++++ RECORDS FOR THE TASK ++++

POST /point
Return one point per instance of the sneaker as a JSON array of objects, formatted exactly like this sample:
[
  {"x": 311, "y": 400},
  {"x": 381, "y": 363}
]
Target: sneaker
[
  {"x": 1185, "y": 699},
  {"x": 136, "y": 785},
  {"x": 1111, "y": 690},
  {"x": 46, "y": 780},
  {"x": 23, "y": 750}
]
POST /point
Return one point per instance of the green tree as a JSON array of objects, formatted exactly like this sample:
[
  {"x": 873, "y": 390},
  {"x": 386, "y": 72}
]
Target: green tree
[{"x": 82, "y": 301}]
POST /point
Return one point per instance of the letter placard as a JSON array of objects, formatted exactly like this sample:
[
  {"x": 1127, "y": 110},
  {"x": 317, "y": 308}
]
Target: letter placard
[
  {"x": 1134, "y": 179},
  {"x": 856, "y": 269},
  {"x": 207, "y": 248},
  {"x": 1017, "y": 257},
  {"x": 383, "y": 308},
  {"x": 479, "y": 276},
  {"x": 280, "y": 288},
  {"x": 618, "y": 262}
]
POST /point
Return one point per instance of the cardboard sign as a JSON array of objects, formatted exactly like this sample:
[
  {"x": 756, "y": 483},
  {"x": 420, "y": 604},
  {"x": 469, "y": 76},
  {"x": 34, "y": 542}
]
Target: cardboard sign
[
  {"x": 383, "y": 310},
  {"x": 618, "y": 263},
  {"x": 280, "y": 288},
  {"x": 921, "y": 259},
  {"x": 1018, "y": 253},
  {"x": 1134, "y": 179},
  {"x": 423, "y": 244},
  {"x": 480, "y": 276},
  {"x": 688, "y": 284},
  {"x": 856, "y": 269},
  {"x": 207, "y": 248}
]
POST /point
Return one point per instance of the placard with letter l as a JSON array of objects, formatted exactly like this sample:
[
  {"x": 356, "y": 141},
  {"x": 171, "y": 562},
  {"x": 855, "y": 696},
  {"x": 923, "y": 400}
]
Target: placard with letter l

++++

ABOUT THIS EXERCISE
Where a line in the records above holds the string "objects", it counts toward the total; give that total alone.

EXPECTED OUTPUT
5